-- start Data supplied --

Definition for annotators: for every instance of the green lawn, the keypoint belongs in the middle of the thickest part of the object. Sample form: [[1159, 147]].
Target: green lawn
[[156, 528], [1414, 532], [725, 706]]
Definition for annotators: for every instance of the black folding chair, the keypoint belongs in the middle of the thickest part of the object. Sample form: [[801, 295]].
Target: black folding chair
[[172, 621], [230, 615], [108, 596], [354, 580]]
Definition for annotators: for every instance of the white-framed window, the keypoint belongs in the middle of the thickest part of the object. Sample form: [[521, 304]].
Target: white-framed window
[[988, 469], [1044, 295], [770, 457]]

-- end Data supplied --

Directions: Restate the data above exactly, keeping each word as it stands.

Exercise response:
Definition for annotators: for every instance of the green lawn, the keypoint belongs in the middle of the thickest part of the object. Sample form: [[1159, 147]].
Target: green lawn
[[156, 528], [1414, 532], [725, 706]]
Definition for annotators: for every instance of the black folding chair, the keypoint belongs in the middle of the thickest part of the object. Sample form: [[801, 295]].
Target: black folding chair
[[172, 621], [230, 615], [108, 596], [354, 580]]
Definition for annotators: for every instance of the white-framed window, the keypoint belongs in the middle of the thickest part of the object. Sample form: [[521, 304]].
Target: white-framed window
[[988, 469], [1044, 295], [770, 457]]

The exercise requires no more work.